_課題内容 1:_
次の記述(a)〜(c)が本文抜粋の内容と一致するかどうかを、それぞれ「はい」か「いいえ」で答えてください。判断の根拠となる本文抜粋の語句も正確に引用してください。
(a) 公園のロケーションは撮影の直前まで探された。
(b) KAIT広場は、屋外の空間に自然を取り入れた場所である。
(c) 石上純也さんの建築物の理念がエデンの世界観に近いと感じたことは、選定理由の一つだった。

_本文抜粋:_

公園は、最初に主人公がエデンに対して違和感を覚える場所で、作品を象徴する場所になると思っていたため、ビジュアル的にノーマルな公園ではない、その先の世界観を想像させるような場所を演出部・制作部の皆さんと撮影ギリギリまで探しました。
そんな中、元々自分の脳裏にもあったKAIT広場を「公園」にすることを思いつき、建築のコンセプトなどをリサーチするにつれ、この作品に相応しいロケーションであると確信しました。
自然は人間にとって時に大きすぎるので「人間のスケールでつくられた屋内空間に自然を取り入れた」のがこの広場。人間の側から自然をデザインしようとする石上純也さんの建築物に通底する理念が、どこか出産という自然の摂理を人間がコントロールしようとするエデンの世界観に近しい気がしたのも選定理由の一つです。

_課題内容 2:_ 下のエントリから、文字列「yellow」を含む行をすべて抜き出してください。

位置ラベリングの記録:
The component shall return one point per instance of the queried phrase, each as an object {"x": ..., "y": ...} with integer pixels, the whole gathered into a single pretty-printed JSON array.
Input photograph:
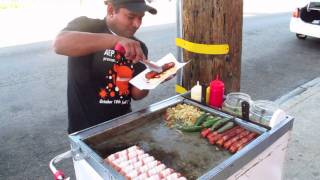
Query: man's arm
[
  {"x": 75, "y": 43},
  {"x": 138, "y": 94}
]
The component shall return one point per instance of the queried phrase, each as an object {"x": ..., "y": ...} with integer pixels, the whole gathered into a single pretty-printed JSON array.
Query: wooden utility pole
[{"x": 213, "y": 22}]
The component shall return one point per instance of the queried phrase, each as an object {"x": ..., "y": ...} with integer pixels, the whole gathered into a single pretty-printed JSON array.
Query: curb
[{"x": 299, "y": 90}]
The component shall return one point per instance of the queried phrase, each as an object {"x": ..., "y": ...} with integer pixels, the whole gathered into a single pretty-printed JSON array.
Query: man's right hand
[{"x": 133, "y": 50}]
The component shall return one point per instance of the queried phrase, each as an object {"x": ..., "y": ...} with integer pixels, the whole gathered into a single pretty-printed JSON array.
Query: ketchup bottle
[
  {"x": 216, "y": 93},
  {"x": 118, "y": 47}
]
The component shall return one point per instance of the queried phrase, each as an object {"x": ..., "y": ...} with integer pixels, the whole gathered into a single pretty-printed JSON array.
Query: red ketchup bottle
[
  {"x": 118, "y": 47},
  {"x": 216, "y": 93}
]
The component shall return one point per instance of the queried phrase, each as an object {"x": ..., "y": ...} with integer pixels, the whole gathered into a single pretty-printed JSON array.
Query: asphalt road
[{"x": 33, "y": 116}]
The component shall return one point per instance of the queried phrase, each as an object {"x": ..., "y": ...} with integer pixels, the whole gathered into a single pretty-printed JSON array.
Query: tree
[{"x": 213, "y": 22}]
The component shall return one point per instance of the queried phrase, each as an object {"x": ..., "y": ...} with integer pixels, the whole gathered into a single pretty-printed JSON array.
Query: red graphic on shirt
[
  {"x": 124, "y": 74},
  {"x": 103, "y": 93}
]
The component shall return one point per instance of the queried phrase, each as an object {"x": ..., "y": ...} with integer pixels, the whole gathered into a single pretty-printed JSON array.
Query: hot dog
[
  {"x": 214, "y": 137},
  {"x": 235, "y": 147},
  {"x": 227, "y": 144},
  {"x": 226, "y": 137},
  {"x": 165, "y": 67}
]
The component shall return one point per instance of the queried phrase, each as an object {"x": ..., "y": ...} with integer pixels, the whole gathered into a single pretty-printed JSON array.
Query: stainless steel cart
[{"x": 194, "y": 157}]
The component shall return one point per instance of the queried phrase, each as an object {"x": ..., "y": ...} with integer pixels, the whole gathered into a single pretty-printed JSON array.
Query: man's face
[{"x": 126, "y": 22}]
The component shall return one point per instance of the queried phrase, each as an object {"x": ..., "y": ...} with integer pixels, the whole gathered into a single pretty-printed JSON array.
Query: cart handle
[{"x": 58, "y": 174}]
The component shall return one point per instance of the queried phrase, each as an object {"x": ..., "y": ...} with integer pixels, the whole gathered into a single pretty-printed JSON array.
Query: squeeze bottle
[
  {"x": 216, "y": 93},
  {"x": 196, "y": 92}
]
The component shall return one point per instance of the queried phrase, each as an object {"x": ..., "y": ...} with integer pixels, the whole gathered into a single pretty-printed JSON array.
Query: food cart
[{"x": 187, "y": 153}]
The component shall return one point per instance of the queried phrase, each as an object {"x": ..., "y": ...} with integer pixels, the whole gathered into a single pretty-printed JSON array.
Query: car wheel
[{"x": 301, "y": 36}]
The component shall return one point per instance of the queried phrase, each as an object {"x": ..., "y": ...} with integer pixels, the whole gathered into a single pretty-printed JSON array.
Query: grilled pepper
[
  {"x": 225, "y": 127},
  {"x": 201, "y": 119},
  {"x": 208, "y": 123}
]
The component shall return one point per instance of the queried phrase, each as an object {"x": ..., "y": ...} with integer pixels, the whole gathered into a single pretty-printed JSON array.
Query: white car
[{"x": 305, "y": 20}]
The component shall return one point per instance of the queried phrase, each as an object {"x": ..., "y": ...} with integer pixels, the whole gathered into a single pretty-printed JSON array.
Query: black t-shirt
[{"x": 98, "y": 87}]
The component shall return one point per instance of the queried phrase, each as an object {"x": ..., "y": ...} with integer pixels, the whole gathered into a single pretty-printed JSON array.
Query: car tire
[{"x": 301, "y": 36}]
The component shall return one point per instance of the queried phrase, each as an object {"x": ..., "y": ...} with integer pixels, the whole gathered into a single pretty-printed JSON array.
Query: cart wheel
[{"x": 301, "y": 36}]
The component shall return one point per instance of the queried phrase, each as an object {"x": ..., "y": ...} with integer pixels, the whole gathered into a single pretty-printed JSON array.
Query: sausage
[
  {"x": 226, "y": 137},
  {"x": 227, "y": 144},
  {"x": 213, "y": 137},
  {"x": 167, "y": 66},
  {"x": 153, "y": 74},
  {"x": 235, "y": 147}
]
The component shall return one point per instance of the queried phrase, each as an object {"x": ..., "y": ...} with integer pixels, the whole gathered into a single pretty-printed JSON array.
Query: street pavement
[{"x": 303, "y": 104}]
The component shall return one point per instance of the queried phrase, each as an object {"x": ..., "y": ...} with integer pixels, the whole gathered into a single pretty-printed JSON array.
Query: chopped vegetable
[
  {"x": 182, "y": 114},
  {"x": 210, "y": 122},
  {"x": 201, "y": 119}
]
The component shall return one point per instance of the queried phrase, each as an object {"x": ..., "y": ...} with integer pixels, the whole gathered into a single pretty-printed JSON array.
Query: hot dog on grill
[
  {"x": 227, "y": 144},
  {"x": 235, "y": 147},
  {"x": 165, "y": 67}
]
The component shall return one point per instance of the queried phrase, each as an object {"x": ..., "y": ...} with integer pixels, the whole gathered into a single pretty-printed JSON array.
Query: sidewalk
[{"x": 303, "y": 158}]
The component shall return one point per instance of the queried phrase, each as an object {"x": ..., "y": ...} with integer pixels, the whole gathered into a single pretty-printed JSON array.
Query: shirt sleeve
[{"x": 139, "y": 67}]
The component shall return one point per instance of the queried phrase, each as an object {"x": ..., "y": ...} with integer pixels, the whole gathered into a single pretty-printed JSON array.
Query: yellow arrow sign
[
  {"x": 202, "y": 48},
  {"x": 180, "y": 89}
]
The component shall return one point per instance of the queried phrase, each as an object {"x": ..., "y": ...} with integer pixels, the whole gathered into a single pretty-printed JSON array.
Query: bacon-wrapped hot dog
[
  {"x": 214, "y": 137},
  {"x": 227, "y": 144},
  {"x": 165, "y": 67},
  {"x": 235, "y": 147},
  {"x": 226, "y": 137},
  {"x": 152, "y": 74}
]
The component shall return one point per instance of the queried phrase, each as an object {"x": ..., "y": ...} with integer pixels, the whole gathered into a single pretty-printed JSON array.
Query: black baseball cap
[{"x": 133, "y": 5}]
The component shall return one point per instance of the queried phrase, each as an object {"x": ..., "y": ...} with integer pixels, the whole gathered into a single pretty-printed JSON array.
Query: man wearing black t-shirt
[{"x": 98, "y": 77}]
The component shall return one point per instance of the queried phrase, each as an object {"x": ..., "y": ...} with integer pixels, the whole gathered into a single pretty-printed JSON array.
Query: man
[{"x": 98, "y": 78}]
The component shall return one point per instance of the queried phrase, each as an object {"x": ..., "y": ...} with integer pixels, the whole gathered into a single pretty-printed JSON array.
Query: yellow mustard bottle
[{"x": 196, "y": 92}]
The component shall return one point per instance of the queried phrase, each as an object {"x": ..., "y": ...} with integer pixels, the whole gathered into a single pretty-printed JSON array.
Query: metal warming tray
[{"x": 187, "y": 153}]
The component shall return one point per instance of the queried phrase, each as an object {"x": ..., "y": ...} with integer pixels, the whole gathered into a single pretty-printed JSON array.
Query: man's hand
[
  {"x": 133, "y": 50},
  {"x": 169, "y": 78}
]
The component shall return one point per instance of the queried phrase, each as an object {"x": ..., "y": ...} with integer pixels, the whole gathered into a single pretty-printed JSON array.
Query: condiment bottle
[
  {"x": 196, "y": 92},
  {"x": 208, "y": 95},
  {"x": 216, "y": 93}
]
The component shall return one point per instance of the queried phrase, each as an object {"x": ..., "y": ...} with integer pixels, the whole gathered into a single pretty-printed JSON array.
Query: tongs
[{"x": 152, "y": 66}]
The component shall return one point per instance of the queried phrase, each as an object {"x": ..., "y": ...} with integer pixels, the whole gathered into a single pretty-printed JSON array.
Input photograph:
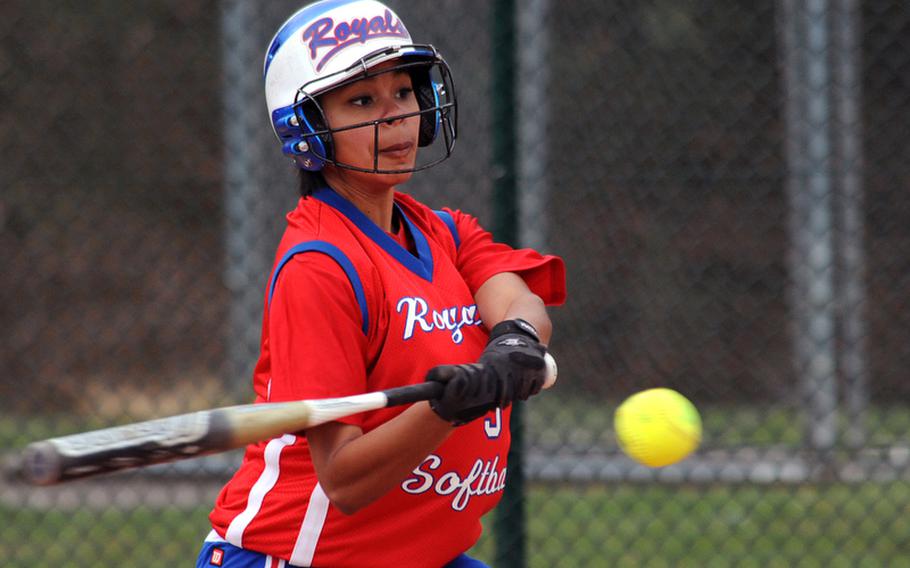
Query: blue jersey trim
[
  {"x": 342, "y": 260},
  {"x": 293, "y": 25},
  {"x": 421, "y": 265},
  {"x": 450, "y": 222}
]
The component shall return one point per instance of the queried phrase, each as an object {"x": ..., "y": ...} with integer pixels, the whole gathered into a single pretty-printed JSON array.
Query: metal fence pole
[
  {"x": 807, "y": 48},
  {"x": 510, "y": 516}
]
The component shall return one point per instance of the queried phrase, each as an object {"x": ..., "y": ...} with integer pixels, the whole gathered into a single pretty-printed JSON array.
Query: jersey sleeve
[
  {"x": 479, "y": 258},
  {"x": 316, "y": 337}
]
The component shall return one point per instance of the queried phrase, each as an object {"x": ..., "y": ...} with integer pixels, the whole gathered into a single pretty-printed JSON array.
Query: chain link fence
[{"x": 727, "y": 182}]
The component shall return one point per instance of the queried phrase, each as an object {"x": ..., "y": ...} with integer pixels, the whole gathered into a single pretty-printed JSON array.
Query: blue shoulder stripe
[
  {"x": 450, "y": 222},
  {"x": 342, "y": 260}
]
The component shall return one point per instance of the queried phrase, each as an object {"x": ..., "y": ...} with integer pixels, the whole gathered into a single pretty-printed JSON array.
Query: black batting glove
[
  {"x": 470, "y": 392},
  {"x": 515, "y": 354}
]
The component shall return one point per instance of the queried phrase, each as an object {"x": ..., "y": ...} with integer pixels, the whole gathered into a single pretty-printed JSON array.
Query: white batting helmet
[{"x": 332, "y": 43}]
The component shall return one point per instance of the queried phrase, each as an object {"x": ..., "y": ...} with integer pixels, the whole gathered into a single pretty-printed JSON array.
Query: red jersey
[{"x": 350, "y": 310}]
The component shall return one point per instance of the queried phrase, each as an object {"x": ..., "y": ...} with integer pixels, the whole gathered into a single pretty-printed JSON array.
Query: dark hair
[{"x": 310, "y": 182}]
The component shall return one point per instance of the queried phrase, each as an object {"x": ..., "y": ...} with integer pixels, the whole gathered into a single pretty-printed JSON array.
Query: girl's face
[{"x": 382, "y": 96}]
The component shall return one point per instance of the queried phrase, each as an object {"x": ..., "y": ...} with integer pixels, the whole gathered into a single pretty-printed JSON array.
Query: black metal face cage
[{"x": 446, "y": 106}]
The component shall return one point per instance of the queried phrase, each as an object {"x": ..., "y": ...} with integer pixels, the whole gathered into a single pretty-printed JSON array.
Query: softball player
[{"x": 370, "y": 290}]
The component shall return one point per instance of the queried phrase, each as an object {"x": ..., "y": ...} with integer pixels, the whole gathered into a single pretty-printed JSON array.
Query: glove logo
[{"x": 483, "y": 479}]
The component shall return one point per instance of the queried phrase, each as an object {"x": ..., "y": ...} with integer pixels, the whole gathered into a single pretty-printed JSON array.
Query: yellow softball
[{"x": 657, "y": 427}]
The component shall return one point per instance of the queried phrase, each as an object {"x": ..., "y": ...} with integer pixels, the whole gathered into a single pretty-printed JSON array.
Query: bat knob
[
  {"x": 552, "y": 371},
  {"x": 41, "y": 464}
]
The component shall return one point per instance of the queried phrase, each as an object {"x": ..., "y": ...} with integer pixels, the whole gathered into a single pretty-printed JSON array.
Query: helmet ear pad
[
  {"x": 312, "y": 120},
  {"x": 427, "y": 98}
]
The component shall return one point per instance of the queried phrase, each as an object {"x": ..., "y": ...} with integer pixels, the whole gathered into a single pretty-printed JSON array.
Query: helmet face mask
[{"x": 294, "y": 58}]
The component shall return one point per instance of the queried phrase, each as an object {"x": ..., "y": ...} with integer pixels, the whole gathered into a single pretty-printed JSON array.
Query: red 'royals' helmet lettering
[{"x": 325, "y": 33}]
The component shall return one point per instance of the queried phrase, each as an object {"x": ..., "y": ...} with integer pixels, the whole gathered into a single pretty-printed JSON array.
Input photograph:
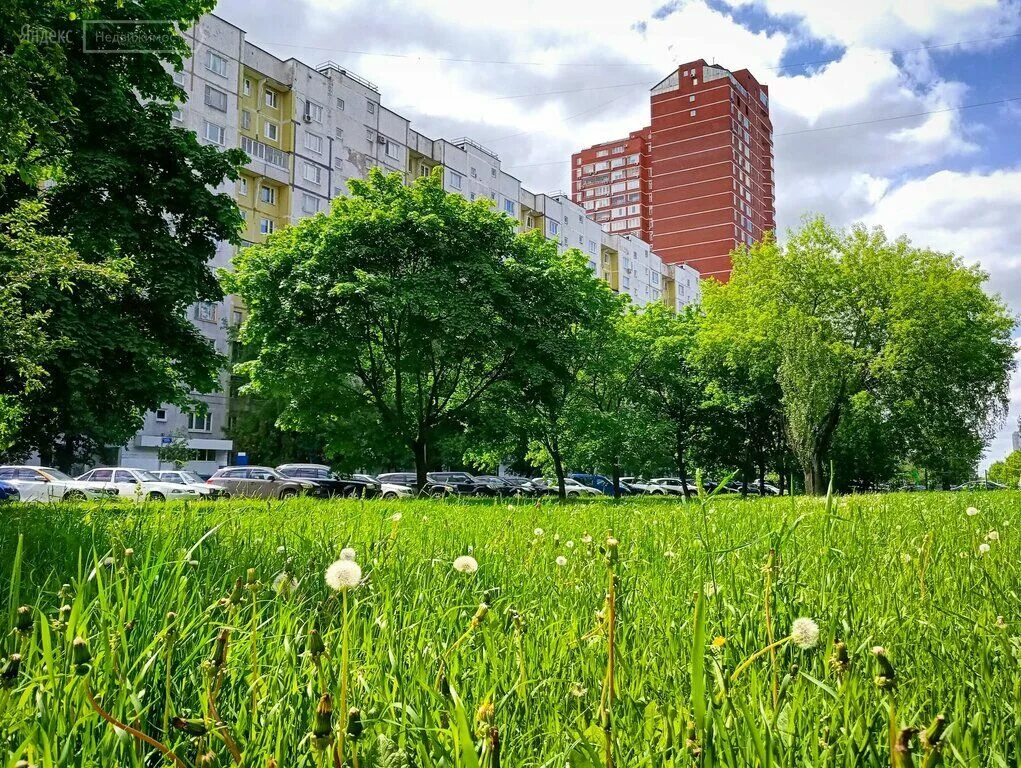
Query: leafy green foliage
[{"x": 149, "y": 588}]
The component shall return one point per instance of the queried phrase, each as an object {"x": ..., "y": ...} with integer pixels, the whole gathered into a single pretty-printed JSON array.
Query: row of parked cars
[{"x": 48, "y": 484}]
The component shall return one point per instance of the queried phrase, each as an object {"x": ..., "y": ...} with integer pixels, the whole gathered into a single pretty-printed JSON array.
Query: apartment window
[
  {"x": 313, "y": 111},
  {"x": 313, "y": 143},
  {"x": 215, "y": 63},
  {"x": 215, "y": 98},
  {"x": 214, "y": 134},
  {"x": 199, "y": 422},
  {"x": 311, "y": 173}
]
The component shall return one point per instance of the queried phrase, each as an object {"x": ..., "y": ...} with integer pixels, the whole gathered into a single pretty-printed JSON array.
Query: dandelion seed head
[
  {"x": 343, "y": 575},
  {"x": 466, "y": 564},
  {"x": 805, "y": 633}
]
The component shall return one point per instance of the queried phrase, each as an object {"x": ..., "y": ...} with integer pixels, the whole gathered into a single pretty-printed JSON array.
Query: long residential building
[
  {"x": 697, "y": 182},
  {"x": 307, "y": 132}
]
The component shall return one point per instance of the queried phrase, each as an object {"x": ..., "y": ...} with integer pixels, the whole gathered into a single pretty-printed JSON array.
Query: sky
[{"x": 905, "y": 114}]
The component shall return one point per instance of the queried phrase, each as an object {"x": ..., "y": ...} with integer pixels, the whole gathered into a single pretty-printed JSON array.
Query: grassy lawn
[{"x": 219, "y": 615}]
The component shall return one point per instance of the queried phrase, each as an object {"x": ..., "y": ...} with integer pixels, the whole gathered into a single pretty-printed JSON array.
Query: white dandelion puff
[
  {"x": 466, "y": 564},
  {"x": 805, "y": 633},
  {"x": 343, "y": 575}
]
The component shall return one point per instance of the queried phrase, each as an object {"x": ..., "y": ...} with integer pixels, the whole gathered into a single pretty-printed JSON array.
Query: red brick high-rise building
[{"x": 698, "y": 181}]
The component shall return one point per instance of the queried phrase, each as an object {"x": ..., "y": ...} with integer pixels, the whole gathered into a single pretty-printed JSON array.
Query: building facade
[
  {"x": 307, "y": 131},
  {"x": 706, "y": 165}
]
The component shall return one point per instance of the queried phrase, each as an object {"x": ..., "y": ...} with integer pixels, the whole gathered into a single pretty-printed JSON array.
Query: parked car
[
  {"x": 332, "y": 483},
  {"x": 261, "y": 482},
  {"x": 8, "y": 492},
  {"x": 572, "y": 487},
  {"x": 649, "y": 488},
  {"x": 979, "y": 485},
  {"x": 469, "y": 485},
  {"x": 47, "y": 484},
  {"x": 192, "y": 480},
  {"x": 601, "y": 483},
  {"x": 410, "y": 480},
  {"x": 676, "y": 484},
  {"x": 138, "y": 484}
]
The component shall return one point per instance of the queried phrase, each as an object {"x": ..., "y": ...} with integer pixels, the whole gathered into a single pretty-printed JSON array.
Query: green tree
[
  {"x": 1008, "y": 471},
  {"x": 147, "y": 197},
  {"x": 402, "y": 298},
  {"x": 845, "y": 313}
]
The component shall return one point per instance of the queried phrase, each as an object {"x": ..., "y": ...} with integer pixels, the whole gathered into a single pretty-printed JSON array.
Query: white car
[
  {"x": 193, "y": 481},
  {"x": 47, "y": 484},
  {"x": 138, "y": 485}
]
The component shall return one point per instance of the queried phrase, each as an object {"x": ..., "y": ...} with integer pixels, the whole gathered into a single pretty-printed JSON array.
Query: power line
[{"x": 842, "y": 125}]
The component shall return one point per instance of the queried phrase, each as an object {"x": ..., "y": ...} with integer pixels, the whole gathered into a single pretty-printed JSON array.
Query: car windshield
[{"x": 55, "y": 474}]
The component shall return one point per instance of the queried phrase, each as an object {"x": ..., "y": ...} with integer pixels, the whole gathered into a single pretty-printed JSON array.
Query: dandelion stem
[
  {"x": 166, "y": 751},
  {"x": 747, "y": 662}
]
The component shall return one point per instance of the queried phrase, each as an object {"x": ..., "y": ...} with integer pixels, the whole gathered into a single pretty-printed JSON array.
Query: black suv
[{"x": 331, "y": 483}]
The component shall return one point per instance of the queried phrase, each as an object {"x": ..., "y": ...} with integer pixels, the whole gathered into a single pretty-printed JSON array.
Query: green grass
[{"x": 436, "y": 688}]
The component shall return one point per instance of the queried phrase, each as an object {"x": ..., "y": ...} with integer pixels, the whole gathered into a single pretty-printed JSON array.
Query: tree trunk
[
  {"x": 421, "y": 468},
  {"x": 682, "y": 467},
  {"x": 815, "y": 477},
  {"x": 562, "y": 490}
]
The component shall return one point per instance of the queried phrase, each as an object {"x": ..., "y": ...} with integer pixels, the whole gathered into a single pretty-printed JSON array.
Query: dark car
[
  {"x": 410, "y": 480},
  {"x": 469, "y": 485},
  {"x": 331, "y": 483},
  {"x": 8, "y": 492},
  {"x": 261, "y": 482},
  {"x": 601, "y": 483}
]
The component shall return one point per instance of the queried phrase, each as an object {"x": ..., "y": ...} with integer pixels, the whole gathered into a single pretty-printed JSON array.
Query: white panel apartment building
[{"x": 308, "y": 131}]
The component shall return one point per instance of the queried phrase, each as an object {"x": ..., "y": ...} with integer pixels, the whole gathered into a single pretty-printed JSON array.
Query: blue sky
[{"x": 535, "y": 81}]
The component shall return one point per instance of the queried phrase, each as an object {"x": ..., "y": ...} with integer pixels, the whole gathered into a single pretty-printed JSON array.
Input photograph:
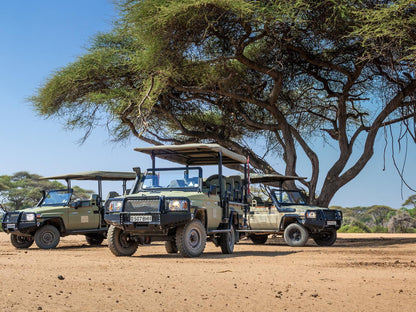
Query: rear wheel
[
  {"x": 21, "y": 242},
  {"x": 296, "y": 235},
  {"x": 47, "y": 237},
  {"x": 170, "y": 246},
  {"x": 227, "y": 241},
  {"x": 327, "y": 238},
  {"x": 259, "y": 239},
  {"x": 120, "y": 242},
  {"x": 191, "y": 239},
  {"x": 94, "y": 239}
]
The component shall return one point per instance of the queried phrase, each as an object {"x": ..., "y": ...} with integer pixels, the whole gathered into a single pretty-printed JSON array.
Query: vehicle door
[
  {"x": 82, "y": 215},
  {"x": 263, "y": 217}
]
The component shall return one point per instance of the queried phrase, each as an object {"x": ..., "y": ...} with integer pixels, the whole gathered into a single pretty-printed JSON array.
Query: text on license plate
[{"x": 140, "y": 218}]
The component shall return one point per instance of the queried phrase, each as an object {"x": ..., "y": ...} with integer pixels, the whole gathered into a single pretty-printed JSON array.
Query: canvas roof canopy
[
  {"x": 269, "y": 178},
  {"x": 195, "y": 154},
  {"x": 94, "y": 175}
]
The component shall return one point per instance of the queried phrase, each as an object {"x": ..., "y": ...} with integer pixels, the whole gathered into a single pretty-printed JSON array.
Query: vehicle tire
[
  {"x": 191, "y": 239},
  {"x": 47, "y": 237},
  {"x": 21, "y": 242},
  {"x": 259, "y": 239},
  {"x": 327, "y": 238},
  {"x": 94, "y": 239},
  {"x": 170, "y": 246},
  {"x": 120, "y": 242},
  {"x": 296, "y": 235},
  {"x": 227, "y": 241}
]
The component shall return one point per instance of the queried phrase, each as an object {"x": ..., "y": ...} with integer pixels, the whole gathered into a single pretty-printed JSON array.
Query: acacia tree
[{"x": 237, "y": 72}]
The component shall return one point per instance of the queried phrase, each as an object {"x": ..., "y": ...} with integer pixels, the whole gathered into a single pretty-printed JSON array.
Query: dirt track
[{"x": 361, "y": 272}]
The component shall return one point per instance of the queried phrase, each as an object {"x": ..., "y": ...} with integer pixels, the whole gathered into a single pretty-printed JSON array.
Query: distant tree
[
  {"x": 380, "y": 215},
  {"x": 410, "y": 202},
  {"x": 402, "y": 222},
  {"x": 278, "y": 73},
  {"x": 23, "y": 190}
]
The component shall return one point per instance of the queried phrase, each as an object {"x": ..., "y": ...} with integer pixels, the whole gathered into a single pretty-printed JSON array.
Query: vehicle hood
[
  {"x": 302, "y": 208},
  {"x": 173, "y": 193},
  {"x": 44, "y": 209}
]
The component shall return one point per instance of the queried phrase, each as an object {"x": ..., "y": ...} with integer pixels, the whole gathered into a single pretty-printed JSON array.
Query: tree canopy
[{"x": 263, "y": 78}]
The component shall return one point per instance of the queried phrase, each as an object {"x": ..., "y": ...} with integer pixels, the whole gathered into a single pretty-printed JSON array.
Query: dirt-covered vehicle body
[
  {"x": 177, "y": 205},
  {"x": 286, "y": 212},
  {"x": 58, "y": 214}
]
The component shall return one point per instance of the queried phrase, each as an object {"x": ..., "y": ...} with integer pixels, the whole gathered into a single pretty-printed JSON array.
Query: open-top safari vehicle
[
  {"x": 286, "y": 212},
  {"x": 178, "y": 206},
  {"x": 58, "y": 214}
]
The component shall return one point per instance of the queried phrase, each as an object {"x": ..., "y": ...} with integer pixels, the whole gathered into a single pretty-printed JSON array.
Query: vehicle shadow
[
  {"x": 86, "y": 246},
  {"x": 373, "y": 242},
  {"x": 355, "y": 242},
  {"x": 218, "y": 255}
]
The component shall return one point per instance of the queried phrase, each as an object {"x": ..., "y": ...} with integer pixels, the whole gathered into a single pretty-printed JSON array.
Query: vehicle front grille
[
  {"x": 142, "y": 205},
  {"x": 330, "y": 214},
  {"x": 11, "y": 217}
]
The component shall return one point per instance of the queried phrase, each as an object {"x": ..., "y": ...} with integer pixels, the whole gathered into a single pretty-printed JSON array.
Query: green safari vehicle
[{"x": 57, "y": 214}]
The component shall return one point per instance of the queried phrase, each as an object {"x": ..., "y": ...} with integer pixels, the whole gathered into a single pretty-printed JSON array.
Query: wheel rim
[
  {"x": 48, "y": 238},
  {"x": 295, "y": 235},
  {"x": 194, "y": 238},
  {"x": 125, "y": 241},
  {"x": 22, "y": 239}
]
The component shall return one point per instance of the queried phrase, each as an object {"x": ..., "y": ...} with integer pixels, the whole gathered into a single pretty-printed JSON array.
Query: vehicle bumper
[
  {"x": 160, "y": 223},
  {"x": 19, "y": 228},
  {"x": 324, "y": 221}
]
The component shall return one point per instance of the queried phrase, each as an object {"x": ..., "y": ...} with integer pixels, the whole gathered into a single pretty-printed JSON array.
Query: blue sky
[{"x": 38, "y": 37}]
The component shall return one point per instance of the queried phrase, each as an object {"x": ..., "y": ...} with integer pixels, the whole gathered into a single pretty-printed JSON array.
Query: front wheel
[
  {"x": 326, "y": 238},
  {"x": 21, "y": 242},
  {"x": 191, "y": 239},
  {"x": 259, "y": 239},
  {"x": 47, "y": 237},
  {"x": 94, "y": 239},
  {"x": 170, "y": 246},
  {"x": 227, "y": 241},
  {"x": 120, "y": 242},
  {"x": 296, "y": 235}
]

_正しい解答 1:_
(a) はい。「撮影ギリギリまで探しました」
(b) いいえ。「人間のスケールでつくられた屋内空間に自然を取り入れた」
(c) はい。「どこか出産という自然の摂理を人間がコントロールしようとするエデンの世界観に近しい気がしたのも選定理由の一つです」

_正しい解答 2:_
Query: yellow arrow sign
Query: yellow mustard bottle
Query: yellow softball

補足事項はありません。